━━━ Records for the exercise ━━━

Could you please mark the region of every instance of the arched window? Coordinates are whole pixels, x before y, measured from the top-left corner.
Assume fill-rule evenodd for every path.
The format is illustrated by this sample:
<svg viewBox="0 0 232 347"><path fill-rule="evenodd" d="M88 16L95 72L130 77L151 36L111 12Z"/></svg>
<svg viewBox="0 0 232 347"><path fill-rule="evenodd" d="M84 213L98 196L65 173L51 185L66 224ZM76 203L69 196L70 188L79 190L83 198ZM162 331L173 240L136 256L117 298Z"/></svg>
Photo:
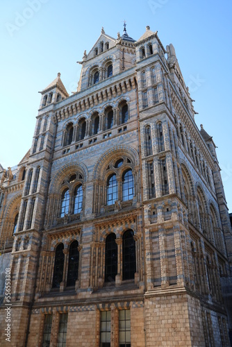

━━━

* _Instruction_
Set down every line of the material word for word, leaving out the picture.

* _Response_
Could you please mark the region of every instance of the arched window? Coordinates are whole pixels, x before y, measured from the top-left corner.
Assume fill-rule evenodd for every path.
The format is illustrated by this sample:
<svg viewBox="0 0 232 347"><path fill-rule="evenodd" d="M88 16L95 72L130 77L151 36L111 12Z"/></svg>
<svg viewBox="0 0 232 347"><path fill-rule="evenodd" d="M84 213L98 196L65 173L51 185L66 224ZM76 203L69 196L70 188L79 190L83 198ZM162 331L173 240L136 256L117 298Z"/></svg>
Photo:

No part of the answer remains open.